**** TEXTE SOURCE

Mais c’est la relation « adulte », histoire d’amour naissante entre deux personnes d’âge murs n’attendant plus rien de la vie, qui est au centre du film qui montre que Tarantino ne veut pas se laisser enfermer dans son propre univers et sa réputation de wonderboy « cool ». Avec ces dialogues entre Max Cherry et Jackie Brown, parmi les meilleurs qu’il ait écrit, il démontre qu’il n’est pas (que) le cinéphile de vidéos clubs surexcité , fasciné par la violence que ses détracteurs se plaisent à décrire.
Même Ordell Robie, incarné par Samuel L. Jackson, échappe aux clichés. Avec son look Kangol et sa tresse orientalisante, il pourrait n’être qu’un archétype de gangster pulpien. Mais Jackson le rend infiniment plus complexe : un criminel affable, manipulateur, capable de séduire autant que d’inspirer la terreur, dont les motivations apparaissent limpides et cohérentes. Ce n’est pas un « méchant » de cinéma, mais un individu dangereux, crédible, effrayant précisément parce qu’il semble réel. À ses côtés, Robert De Niro livre une prestation étonnamment minimaliste en Louis Gara, ancien détenu brisé par les années de prison, souvent avachi, hagard, semblant presque absent… jusqu’à ce que son imprévisibilité éclate dans un geste brutal et choquant. Le rôle, mineur en apparence, devient une variation subtile sur les figures criminelles que De Niro avait multipliées dans les années 70-80, mais cette fois réduites à une épave d’humanité. C’est une de mes performances favorites du grand Bob.

********

**ÉNONCÉ 1**
Relevez et recopiez chacune des lignes des enregistrements où figure le mot « black ».

**** DONNÉES DE L'EXERCICE

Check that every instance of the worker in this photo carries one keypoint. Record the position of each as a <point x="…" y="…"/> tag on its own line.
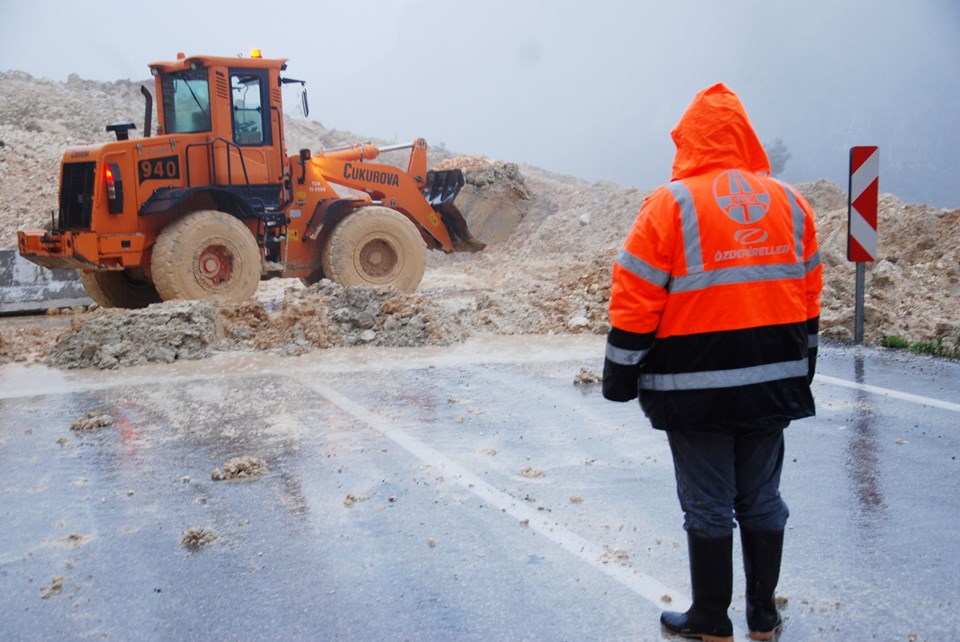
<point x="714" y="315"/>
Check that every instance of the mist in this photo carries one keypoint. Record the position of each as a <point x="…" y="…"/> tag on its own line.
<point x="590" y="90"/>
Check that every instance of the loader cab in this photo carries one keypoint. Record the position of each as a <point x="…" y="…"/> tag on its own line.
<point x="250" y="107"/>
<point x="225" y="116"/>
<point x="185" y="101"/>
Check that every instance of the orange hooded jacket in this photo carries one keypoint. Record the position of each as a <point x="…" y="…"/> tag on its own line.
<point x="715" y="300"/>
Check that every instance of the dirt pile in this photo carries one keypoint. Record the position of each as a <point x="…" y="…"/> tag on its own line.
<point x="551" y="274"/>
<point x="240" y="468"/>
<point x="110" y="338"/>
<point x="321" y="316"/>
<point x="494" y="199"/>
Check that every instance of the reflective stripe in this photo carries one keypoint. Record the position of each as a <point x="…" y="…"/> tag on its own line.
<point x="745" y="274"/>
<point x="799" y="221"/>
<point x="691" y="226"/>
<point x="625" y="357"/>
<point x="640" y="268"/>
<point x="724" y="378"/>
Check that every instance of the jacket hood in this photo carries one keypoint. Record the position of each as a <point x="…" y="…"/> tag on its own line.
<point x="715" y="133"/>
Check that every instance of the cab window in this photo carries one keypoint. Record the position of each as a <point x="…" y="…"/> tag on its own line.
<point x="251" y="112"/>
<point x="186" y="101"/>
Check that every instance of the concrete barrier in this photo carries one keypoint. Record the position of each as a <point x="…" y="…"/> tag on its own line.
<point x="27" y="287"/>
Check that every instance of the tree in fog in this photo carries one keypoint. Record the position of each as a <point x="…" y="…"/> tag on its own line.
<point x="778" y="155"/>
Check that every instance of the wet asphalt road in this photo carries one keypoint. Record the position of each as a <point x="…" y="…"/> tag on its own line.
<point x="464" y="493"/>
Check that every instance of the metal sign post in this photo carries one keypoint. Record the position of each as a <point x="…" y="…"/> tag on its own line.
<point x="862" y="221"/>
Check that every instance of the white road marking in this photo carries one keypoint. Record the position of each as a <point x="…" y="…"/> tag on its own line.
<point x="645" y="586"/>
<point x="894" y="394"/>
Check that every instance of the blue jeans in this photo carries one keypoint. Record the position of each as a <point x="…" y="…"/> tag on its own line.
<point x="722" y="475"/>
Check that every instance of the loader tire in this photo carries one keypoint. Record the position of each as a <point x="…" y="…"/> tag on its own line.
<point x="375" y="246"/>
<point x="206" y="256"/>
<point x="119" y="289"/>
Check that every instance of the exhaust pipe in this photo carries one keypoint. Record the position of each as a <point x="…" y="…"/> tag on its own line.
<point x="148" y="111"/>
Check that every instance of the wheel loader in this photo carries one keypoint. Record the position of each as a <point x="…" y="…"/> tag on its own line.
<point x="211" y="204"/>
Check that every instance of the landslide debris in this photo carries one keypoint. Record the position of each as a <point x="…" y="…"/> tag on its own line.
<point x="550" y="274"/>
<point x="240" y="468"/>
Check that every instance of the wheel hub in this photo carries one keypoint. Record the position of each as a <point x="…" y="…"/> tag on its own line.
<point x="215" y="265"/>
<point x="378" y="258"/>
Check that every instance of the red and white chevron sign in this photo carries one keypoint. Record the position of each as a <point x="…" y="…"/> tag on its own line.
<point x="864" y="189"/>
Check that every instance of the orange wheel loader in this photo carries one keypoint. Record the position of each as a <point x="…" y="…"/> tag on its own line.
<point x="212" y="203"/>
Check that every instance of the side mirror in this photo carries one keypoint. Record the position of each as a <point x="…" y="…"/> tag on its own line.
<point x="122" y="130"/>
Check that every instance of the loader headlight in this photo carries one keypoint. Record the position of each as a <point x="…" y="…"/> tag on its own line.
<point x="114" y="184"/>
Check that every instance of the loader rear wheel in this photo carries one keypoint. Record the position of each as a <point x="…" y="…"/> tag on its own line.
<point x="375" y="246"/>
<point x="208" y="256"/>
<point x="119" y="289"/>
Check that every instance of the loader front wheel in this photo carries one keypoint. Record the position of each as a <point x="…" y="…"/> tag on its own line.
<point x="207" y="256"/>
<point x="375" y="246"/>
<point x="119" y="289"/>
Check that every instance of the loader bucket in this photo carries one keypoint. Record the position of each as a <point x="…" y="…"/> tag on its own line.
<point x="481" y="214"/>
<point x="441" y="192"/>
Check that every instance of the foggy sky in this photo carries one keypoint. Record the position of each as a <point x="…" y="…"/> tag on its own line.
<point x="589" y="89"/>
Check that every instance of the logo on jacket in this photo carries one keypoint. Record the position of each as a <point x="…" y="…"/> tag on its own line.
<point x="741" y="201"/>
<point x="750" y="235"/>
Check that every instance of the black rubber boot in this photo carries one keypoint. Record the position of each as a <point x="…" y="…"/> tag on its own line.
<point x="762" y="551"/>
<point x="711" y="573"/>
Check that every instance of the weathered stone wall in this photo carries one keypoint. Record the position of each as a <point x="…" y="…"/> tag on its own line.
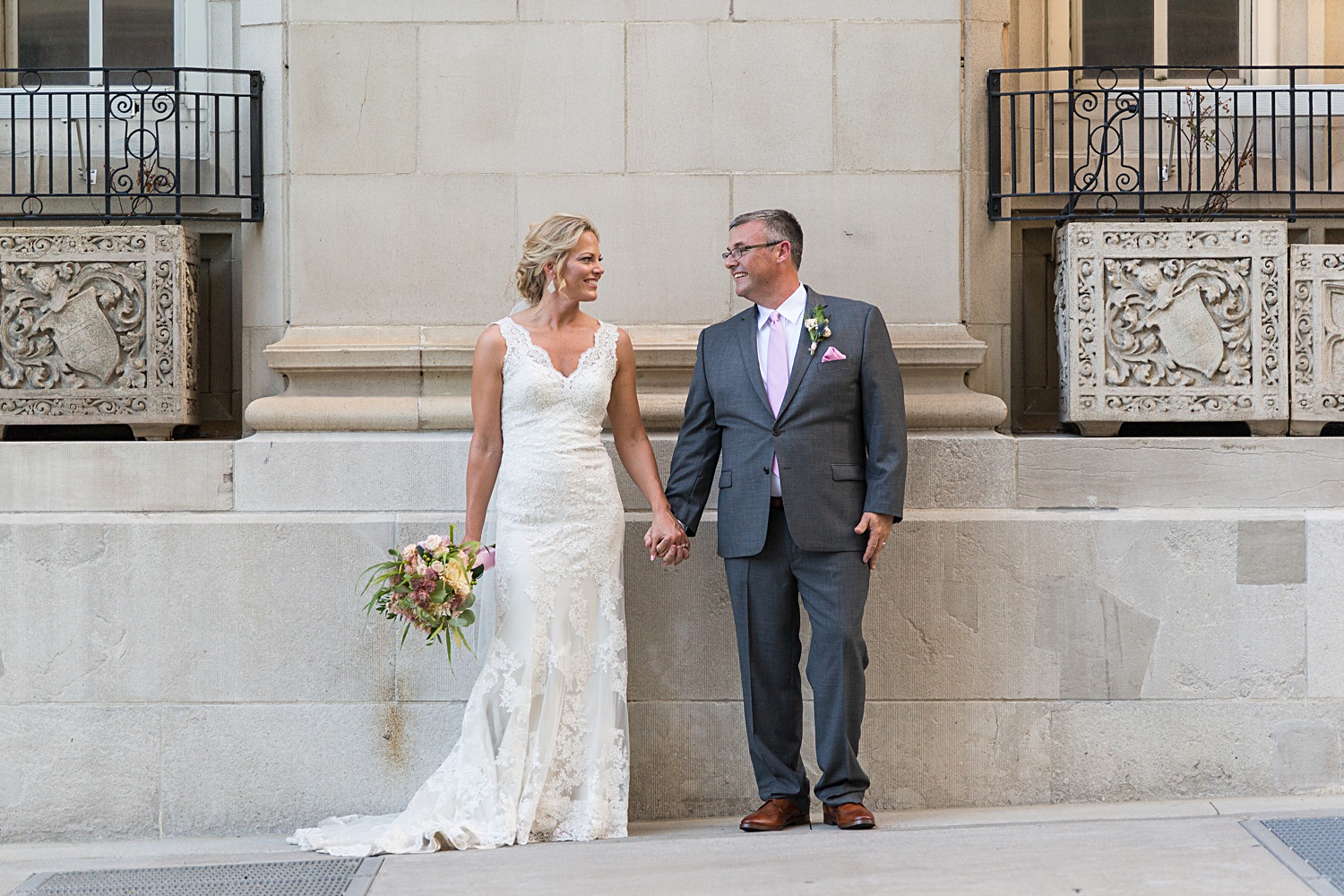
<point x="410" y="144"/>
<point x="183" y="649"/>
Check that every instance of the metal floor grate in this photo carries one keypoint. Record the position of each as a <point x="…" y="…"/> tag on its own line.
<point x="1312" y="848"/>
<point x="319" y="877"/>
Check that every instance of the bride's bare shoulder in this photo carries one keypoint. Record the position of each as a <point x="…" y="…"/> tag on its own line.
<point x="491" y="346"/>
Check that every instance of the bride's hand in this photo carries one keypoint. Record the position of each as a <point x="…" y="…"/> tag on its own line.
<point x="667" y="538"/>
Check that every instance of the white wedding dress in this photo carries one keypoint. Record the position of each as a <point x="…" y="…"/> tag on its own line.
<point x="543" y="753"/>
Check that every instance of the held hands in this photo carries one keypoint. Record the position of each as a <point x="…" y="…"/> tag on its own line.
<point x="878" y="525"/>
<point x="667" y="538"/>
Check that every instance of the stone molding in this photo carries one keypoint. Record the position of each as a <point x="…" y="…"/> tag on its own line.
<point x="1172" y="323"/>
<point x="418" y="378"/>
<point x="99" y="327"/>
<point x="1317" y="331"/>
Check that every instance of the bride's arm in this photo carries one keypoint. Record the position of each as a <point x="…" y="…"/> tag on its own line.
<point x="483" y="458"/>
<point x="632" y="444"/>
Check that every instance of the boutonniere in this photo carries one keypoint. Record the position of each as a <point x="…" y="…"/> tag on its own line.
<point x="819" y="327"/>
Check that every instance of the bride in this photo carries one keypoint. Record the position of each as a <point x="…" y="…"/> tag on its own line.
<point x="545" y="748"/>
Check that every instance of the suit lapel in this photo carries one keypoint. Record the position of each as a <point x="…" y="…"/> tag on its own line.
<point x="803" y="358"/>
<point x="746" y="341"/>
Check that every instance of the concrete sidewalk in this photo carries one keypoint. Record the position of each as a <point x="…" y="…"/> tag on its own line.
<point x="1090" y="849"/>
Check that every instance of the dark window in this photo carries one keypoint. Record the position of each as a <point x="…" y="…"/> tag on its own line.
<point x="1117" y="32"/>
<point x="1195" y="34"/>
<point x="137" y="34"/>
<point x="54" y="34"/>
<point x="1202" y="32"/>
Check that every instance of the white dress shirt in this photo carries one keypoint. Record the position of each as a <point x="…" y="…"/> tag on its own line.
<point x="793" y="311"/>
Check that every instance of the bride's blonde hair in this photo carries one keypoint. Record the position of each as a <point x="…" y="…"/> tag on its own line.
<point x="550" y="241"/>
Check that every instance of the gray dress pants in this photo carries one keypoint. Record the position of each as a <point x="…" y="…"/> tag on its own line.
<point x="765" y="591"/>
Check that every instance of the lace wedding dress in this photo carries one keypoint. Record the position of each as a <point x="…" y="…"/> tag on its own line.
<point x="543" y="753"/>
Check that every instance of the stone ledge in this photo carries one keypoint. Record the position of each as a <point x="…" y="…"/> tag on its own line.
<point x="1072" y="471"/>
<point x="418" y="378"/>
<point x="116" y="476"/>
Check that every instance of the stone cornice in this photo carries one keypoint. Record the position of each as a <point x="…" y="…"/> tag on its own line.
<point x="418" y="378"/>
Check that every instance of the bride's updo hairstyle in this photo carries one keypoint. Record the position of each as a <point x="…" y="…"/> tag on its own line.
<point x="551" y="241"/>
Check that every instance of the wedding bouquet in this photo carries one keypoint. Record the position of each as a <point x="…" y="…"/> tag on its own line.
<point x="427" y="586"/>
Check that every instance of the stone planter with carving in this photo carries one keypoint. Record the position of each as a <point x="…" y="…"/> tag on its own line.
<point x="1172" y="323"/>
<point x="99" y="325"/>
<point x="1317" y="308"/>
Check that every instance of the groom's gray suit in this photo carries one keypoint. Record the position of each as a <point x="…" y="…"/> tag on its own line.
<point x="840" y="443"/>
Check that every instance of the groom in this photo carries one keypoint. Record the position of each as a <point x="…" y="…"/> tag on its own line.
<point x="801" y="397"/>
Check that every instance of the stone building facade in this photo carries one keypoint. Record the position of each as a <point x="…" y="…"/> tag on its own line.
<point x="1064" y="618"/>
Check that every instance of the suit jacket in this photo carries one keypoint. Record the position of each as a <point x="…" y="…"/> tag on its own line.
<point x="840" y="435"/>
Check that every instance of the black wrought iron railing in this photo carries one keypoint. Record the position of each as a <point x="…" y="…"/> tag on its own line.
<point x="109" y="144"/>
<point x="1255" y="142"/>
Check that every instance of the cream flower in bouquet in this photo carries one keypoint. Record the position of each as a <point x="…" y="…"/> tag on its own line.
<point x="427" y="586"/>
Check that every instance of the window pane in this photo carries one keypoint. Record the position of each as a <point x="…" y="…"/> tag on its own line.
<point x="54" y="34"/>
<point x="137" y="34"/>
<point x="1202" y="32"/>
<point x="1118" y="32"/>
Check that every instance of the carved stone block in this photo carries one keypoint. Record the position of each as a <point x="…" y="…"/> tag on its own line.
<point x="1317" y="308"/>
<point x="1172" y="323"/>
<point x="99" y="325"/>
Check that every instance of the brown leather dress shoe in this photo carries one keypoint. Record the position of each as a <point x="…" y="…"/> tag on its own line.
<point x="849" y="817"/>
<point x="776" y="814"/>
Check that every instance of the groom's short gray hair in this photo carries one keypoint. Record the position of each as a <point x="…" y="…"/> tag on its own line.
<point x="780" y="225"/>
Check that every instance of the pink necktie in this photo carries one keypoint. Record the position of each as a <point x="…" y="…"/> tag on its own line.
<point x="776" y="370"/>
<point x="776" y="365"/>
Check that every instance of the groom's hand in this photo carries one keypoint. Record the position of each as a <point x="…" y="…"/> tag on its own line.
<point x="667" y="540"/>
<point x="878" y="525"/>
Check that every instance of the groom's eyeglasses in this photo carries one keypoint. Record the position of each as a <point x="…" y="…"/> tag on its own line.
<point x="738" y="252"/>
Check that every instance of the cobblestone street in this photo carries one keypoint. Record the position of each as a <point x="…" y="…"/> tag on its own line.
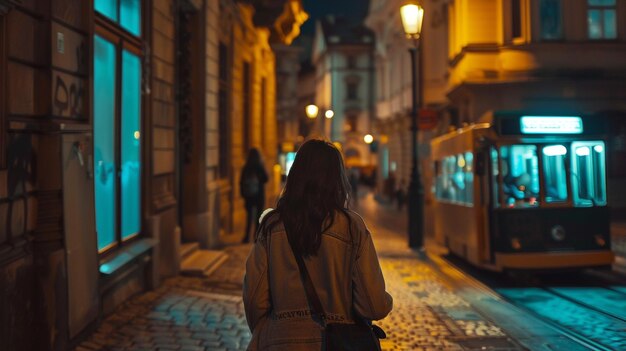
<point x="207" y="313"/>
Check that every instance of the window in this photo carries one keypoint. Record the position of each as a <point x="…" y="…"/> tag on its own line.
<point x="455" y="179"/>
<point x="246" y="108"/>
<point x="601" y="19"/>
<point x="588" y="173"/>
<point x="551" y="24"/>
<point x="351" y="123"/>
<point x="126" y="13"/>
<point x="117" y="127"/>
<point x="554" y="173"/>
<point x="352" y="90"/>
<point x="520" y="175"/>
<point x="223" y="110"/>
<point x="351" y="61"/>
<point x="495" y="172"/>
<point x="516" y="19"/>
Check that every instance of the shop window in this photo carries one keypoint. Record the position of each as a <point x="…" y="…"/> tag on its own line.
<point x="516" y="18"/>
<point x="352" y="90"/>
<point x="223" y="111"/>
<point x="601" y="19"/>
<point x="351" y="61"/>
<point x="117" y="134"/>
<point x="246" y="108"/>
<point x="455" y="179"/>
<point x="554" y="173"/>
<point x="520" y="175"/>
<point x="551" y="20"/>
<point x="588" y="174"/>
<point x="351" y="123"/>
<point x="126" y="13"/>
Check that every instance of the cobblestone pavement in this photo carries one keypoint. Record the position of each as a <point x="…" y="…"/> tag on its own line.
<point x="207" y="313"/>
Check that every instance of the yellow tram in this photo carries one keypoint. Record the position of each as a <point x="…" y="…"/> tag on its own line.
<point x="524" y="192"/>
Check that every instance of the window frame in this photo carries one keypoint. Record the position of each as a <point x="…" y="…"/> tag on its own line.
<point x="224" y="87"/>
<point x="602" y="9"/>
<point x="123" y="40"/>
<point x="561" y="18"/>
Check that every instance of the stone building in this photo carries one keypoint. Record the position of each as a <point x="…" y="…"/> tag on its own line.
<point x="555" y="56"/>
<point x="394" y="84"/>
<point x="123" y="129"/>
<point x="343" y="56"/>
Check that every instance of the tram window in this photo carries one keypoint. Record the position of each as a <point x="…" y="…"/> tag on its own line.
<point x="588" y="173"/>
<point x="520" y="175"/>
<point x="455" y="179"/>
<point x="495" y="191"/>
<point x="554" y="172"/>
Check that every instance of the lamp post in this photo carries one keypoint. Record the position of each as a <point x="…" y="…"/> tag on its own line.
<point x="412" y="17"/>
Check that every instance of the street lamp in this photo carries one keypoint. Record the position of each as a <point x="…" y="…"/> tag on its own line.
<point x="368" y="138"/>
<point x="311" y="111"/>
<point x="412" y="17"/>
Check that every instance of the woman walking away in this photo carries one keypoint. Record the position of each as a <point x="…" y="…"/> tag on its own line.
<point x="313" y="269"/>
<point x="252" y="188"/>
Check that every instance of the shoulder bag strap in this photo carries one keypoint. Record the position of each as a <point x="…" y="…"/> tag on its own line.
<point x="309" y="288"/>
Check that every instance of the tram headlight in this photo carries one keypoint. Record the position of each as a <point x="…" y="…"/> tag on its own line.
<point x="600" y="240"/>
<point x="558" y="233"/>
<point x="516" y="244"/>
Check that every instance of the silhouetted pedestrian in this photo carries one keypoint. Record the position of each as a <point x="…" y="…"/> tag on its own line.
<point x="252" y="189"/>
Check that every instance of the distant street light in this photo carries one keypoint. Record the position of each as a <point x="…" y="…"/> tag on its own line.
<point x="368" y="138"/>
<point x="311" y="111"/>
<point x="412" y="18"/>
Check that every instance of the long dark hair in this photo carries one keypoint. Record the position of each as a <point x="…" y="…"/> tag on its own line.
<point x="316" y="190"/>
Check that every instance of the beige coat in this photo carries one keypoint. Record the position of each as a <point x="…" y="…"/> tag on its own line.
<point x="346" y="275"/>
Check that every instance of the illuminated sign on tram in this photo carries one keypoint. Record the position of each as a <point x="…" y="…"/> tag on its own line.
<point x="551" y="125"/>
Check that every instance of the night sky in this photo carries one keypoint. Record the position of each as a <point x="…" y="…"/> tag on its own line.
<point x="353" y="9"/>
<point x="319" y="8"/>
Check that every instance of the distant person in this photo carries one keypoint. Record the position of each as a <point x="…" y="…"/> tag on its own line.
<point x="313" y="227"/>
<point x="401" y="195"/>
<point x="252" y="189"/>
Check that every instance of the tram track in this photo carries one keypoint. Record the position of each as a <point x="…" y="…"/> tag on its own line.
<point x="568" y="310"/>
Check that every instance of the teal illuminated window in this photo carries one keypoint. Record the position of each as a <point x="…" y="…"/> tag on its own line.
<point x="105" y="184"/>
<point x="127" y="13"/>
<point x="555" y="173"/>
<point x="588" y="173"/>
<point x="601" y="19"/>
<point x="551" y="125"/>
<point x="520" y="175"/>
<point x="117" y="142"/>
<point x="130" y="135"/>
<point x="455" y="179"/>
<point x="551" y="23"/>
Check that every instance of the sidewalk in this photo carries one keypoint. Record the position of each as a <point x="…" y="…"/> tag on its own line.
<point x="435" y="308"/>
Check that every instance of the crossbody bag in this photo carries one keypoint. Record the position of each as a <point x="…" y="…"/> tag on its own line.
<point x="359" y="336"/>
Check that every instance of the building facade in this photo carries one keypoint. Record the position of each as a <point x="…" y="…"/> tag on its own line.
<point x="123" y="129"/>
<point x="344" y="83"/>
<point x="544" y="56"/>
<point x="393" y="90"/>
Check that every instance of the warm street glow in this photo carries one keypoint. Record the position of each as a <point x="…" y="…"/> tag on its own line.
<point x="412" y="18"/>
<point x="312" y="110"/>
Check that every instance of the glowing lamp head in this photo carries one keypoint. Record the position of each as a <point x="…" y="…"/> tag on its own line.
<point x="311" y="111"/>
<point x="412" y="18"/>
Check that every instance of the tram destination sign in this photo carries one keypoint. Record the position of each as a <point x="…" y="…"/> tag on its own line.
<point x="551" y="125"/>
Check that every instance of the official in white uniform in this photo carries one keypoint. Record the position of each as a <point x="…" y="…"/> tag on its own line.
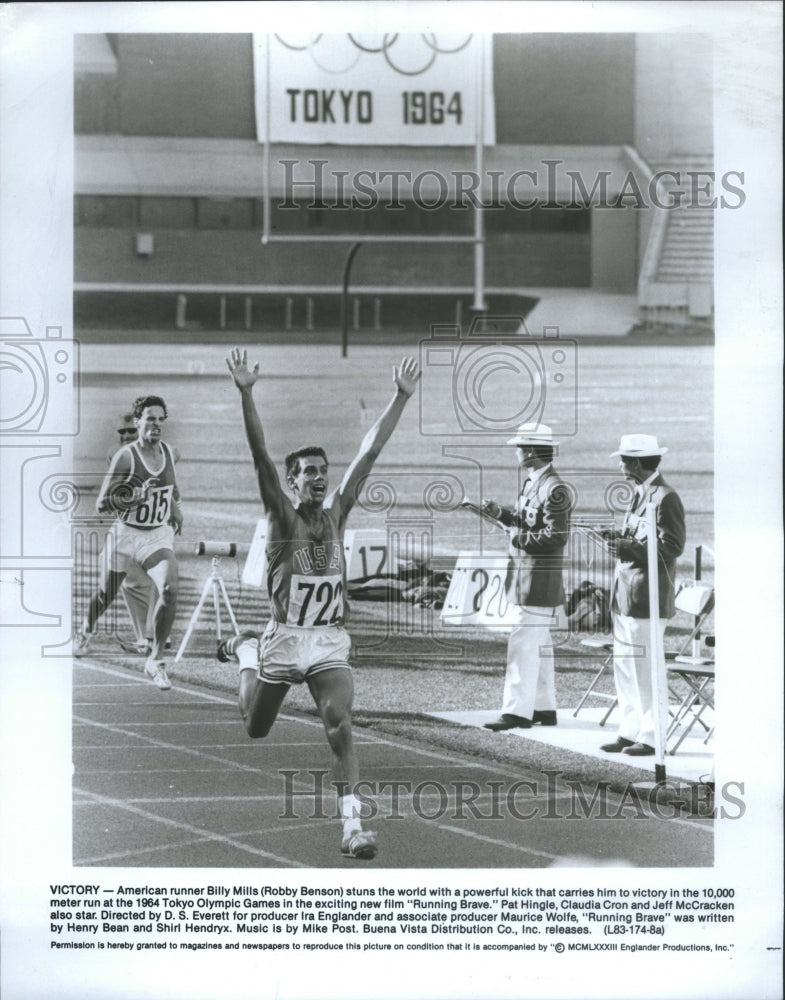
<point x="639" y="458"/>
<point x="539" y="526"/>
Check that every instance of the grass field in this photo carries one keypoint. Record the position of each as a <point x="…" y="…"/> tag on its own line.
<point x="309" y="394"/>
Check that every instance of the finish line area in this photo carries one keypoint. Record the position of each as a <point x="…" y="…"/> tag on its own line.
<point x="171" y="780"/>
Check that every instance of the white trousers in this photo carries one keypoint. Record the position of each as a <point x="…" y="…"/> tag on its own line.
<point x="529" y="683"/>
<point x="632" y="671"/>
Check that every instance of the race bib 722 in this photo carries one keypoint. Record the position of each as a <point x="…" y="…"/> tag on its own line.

********

**ÉNONCÉ 2**
Ressaisissez à l'identique l'extrait du texte sur le film de Tarantino, en commençant aux mots « Mais c’est la » et en vous arrêtant après « plaisent à décrire. ».

**CORRIGÉ 1**
Check that every instance of the black rubber boot in this photo carries one keypoint. Record the position of each as a <point x="…" y="…"/> tag on its own line.
Check that every instance of the black wrought iron railing in this photo carries one keypoint. Record the position of each as a <point x="…" y="…"/> tag on its own line.

**CORRIGÉ 2**
Mais c’est la relation « adulte », histoire d’amour naissante entre deux personnes d’âge murs n’attendant plus rien de la vie, qui est au centre du film qui montre que Tarantino ne veut pas se laisser enfermer dans son propre univers et sa réputation de wonderboy « cool ». Avec ces dialogues entre Max Cherry et Jackie Brown, parmi les meilleurs qu’il ait écrit, il démontre qu’il n’est pas (que) le cinéphile de vidéos clubs surexcité , fasciné par la violence que ses détracteurs se plaisent à décrire.